[[ Exercise text, beginning ]]
- Directed by: Michele Jaquis Dr. Doreen Granpeesheh (executive)
- Produced by: Dr. Doreen Granpeesheh
- Starring: Ruffin Janna Brett Nick Dr. Doreen Granpeesheh Cathy Vizconde Vince Redmond Jr. Evelyn Kung
- Release date: April 25, 2008;
- Running time: 57 minutes
- Country: United States
- Language: English

= Recovered: Journeys Through the Autism Spectrum and Back =

Recovered: Journeys Through the Autism Spectrum and Back is a 2008 American documentary directed by Michele Jaquis and co-produced by psychologist Doreen Granpeesheh and her business, the Center for Autism and Related Disorders (CARD). The film focuses on four children that Granpeesheh and other CARD staff claim fully "recovered" from autism and co-occurring intellectual disability after receiving intensive, long-term applied behavior analysis (ABA). Recovered premiered on April 25, 2008, at the Pacific Design Center's SilverScreen Theater.
[[ Exercise text, end ]]
[[ Source information, beginning ]]
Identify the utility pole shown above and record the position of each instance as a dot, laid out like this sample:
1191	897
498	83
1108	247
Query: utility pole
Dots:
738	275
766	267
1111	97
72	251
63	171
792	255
[[ Source information, end ]]
-- Assignment 1 --
In the text about the documentary Recovered, at which venue did the film premiere?
-- Assignment 2 --
According to the text about the documentary Recovered, what do Granpeesheh and CARD staff claim about the four children in the film, and after what treatment?
-- Assignment 3 --
Resume the text about the documentary Recovered after its final sentence.

-- Your response 1 --
It premiered at the Pacific Design Center's SilverScreen Theater.

-- Your response 2 --
They claim the four children fully "recovered" from autism and co-occurring intellectual disability. This came after the children received intensive, long-term applied behavior analysis (ABA).

-- Your response 3 --
==Synopsis==
Recovered focuses on four children who Granpeesheh (the founder and executive director of CARD) and other CARD staff claim fully "recovered" from autism (a lifelong neurodevelopmental disorder with no cure) and co-occurring intellectual disability. Each child received services from CARD, including assessments, supervision, parent/teacher training and intensive, long-term ABA. The film documents the children's ABA sessions and interviews the children (as teenagers), their parents, Granpeesheh and other CARD staff.

In the film, Granpeesheh stated, "There's a lot of scientific research that shows children recover from autism, and yet, still, the medical community in general is not aware of how prevalent recovery is. More than half of the children receiving intervention at an early age recover completely."

==Distribution==
Recovered was self-distributed through its website.

==Reception==
Recovered won Best Documentary in the 2008 Director's Chair Film Festival in Staten Island, NY.